- What to work on -
Among the entries below, find the lines that hold the word "positive" and report them.

- Recorded information -
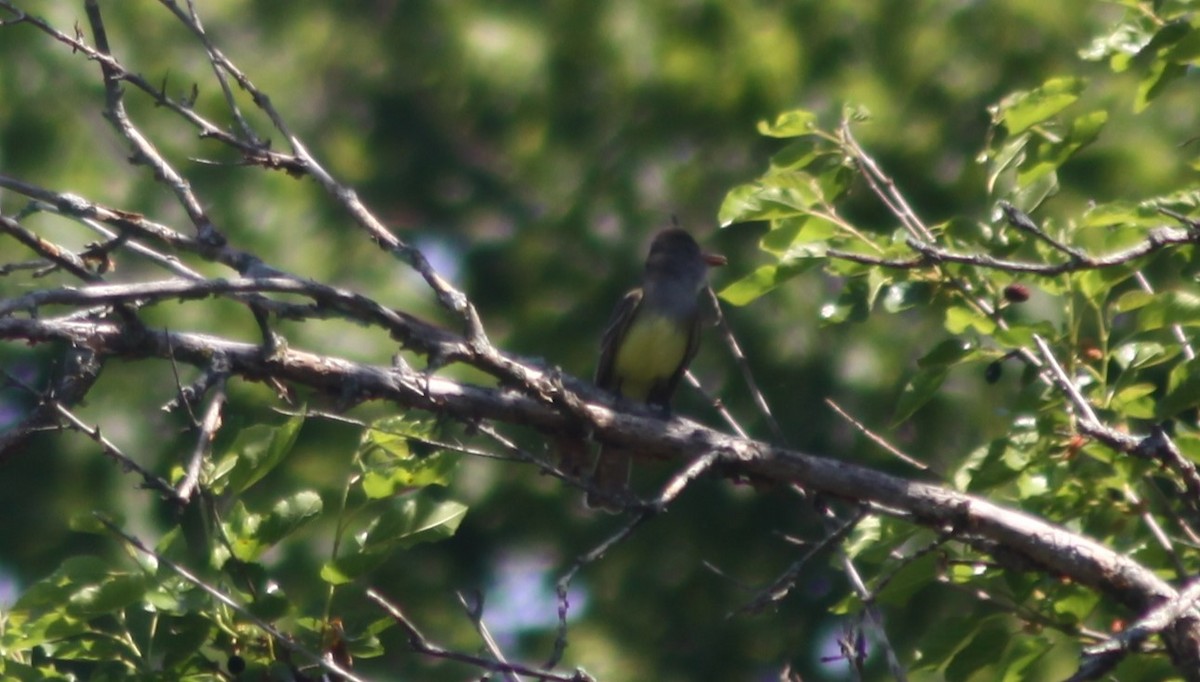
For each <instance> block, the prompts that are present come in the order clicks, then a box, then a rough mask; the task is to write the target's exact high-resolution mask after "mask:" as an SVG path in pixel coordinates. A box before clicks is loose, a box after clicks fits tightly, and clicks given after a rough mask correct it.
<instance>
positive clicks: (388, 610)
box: [366, 590, 592, 682]
mask: <svg viewBox="0 0 1200 682" xmlns="http://www.w3.org/2000/svg"><path fill="white" fill-rule="evenodd" d="M366 596H367V599H370V600H372V602H374V603H376V604H377V605H378V606H379V608H380V609H383V610H384V611H385V612H386V614H388V615H389V616H391V618H392V620H394V621H396V623H398V624H400V627H401V628H403V629H404V632H406V633H407V634H408V645H409V646H410V647H413V651H415V652H418V653H422V654H425V656H431V657H433V658H444V659H448V660H457V662H458V663H466V664H468V665H474V666H475V668H479V669H481V670H494V671H499V672H509V674H518V675H527V676H529V677H536V678H538V680H554V681H557V682H590V681H592V678H590V677H588V676H587V675H586V674H584V672H583V671H580V670H577V671H575V672H574V674H572V675H560V674H558V672H553V671H551V670H550V668H552V666H546V669H544V670H539V669H535V668H529V666H527V665H521V664H518V663H500V662H498V660H493V659H490V658H482V657H479V656H472V654H469V653H462V652H457V651H451V650H448V648H444V647H442V646H438V645H436V644H433V642H432V641H431V640H430V639H428V638H426V636H425V634H424V633H421V630H420V628H418V627H416V623H414V622H413V621H412V620H410V618H409V617H408V616H407V615H404V611H403V610H401V608H400V606H397V605H396V604H395V603H394V602H390V600H389V599H388V598H385V597H384V596H383V594H380V593H379V592H377V591H376V590H367V592H366Z"/></svg>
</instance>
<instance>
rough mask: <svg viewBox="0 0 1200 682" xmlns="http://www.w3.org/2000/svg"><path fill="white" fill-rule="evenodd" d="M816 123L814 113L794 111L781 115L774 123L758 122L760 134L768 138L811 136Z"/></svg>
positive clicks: (806, 111)
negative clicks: (808, 135)
mask: <svg viewBox="0 0 1200 682" xmlns="http://www.w3.org/2000/svg"><path fill="white" fill-rule="evenodd" d="M816 121H817V115H816V114H814V113H812V112H808V110H804V109H793V110H791V112H784V113H782V114H779V115H778V116H775V120H774V121H772V122H768V121H758V134H762V136H766V137H800V136H804V134H811V133H812V132H814V130H815V126H816Z"/></svg>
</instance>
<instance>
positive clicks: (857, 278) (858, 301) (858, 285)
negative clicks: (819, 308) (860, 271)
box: [820, 277, 871, 324]
mask: <svg viewBox="0 0 1200 682" xmlns="http://www.w3.org/2000/svg"><path fill="white" fill-rule="evenodd" d="M870 291H871V289H870V286H869V282H868V281H866V277H854V279H853V280H848V281H847V282H846V286H845V287H842V289H841V293H839V294H838V300H836V301H832V303H827V304H824V305H822V306H821V312H820V315H821V322H822V324H841V323H844V322H863V321H865V319H866V318H868V317H869V316H870V311H871V307H870V303H869V298H870Z"/></svg>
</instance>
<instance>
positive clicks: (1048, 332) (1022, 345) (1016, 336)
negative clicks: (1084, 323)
mask: <svg viewBox="0 0 1200 682" xmlns="http://www.w3.org/2000/svg"><path fill="white" fill-rule="evenodd" d="M1034 335H1039V336H1042V337H1043V339H1051V337H1054V335H1055V328H1054V325H1052V324H1050V323H1049V322H1038V323H1034V324H1013V325H1009V327H1008V329H996V334H995V335H992V340H995V341H996V343H998V345H1000V347H1001V348H1032V347H1033V346H1034V342H1033V336H1034Z"/></svg>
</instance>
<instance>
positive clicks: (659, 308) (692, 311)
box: [587, 228, 725, 510]
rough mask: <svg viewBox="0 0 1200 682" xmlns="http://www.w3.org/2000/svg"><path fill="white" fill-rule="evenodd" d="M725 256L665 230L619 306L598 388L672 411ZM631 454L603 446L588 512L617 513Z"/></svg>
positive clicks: (650, 249) (678, 228) (600, 353)
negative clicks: (706, 250)
mask: <svg viewBox="0 0 1200 682" xmlns="http://www.w3.org/2000/svg"><path fill="white" fill-rule="evenodd" d="M724 264H725V257H724V256H716V255H713V253H704V252H703V251H701V250H700V245H698V244H696V240H695V239H692V237H691V235H690V234H688V233H686V232H684V231H683V229H679V228H672V229H665V231H662V232H660V233H658V234H656V235H655V237H654V241H653V243H650V255H649V257H647V259H646V270H644V273H643V274H642V286H641V287H638V288H636V289H634V291H631V292H629V293H628V294H625V298H623V299H622V300H620V304H618V305H617V310H614V311H613V313H612V318H611V319H610V321H608V327H607V328H606V329H605V333H604V340H602V341H601V345H600V364H599V365H598V366H596V376H595V383H596V385H598V387H600V388H602V389H606V390H610V391H612V393H616V394H617V395H619V396H622V397H624V399H628V400H636V401H638V402H644V403H647V405H650V406H653V407H658V408H661V409H662V411H664V412H666V411H667V409H668V408H670V406H671V395H672V394H674V390H676V387H678V385H679V379H682V378H683V375H684V372H685V371H686V370H688V364H689V363H691V359H692V358H694V357H695V355H696V349H697V348H698V347H700V321H701V307H700V301H698V300H697V297H698V295H700V292H701V291H702V289H703V288H704V280H706V276H707V275H708V267H709V265H724ZM631 460H632V457H631V454H630V451H629V450H626V449H623V448H618V447H616V445H602V447H601V448H600V456H599V459H598V460H596V467H595V473H594V474H593V480H592V483H593V485H594V486H595V489H596V493H588V496H587V504H588V507H602V508H605V509H608V510H617V509H619V505H618V501H619V496H620V495H622V493H623V492H624V491H625V489H626V487H628V485H629V469H630V462H631Z"/></svg>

- Exercise result -
positive clicks: (388, 610)
positive clicks: (806, 111)
positive clicks: (857, 278) (858, 301) (858, 285)
positive clicks: (1048, 332) (1022, 345) (1016, 336)
positive clicks: (659, 308) (692, 311)
positive clicks: (650, 249) (678, 228) (600, 353)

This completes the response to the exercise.